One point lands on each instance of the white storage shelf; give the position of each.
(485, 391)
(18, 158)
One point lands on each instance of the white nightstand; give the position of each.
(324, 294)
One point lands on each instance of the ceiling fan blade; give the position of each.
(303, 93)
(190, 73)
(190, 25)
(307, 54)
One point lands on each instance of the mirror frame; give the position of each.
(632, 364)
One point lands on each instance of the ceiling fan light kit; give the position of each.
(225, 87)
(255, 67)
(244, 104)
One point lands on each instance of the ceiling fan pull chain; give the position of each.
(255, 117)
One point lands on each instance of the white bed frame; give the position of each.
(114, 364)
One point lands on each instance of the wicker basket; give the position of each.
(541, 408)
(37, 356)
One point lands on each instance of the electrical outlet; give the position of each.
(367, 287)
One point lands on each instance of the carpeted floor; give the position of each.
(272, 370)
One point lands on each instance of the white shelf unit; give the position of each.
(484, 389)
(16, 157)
|---|
## Problem
Starting from the line that contains "One point lands on each instance of the ceiling fan pull", transcribe each line to the end of the records above. Please add nothing.

## Answer section
One point lands on each instance of the ceiling fan pull chain; give the position of each.
(255, 117)
One point lands on each instance of the white bed frame; give the position of each.
(114, 364)
One point lands on each instance of the wicker basket; give the position of each.
(541, 408)
(37, 356)
One point lands on each instance of the electrical outlet; give the position of each.
(367, 287)
One point lands on each instance of the carpeted floor; give the position of each.
(272, 370)
One point lands on each instance of the white shelf unit; give the position of each.
(484, 389)
(16, 157)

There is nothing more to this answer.